DATA SECTION:
*** Block opens ***

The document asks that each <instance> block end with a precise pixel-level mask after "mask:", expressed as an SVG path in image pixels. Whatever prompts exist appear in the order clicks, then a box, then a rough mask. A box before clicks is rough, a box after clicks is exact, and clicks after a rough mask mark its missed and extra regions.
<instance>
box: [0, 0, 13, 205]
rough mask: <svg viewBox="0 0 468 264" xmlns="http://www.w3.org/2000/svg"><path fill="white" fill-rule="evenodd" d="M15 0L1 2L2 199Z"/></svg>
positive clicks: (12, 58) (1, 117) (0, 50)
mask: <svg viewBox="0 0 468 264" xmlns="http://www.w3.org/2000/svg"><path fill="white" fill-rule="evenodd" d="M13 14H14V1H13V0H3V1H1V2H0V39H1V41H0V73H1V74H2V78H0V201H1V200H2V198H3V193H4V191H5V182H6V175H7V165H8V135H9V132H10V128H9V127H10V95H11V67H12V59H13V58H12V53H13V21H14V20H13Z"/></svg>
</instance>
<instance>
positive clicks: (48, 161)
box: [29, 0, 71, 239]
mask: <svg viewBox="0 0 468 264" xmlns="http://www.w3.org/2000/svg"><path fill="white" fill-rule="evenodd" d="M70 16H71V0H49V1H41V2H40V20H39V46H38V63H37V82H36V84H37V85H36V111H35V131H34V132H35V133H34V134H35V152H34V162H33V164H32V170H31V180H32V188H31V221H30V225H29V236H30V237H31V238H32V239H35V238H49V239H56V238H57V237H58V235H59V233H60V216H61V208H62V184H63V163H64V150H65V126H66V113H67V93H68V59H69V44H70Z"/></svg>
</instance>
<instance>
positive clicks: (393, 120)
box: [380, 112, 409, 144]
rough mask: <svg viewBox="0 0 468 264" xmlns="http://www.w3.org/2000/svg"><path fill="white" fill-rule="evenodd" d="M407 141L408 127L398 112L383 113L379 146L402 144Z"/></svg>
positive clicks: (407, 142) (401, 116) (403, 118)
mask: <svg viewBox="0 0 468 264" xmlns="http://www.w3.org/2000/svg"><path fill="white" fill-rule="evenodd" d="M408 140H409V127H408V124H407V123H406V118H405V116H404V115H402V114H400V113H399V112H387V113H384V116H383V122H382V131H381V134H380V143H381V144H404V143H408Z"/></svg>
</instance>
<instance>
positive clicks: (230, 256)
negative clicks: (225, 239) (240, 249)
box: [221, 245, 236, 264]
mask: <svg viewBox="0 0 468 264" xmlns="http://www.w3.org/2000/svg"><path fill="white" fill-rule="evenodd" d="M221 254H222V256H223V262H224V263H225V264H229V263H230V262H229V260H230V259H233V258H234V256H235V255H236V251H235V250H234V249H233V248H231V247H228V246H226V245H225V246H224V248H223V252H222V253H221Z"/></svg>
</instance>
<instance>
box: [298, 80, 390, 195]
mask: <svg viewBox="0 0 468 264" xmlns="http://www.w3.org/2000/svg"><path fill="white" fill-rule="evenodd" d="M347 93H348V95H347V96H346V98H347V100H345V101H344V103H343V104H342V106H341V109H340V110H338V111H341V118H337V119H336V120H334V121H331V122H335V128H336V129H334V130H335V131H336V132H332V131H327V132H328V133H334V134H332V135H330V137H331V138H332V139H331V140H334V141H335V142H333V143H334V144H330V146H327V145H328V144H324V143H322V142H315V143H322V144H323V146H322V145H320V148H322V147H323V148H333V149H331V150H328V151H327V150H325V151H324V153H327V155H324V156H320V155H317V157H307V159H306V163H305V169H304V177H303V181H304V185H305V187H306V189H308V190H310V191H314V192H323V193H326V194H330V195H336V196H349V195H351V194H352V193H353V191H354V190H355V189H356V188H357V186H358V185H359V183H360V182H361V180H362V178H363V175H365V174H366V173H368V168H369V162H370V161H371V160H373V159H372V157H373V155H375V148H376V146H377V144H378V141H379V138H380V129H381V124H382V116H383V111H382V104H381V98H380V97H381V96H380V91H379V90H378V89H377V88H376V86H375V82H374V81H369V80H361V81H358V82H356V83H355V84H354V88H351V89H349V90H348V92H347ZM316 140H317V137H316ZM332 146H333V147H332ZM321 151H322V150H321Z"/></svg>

*** Block closes ***

Only the lines of the data holding the string "rough" are wanted; copy each of them.

RESULT:
The document asks that each <instance> block end with a precise pixel-level mask after "mask:", expressed as an SVG path in image pixels. Whatever prompts exist appear in the order clicks, then a box, then a rough mask. A box before clicks is rough, a box after clicks is exact, and clicks after a rough mask mark its missed and extra regions.
rough mask: <svg viewBox="0 0 468 264" xmlns="http://www.w3.org/2000/svg"><path fill="white" fill-rule="evenodd" d="M15 0L1 2L2 199Z"/></svg>
rough mask: <svg viewBox="0 0 468 264" xmlns="http://www.w3.org/2000/svg"><path fill="white" fill-rule="evenodd" d="M407 141L408 127L398 112L383 113L379 146L402 144Z"/></svg>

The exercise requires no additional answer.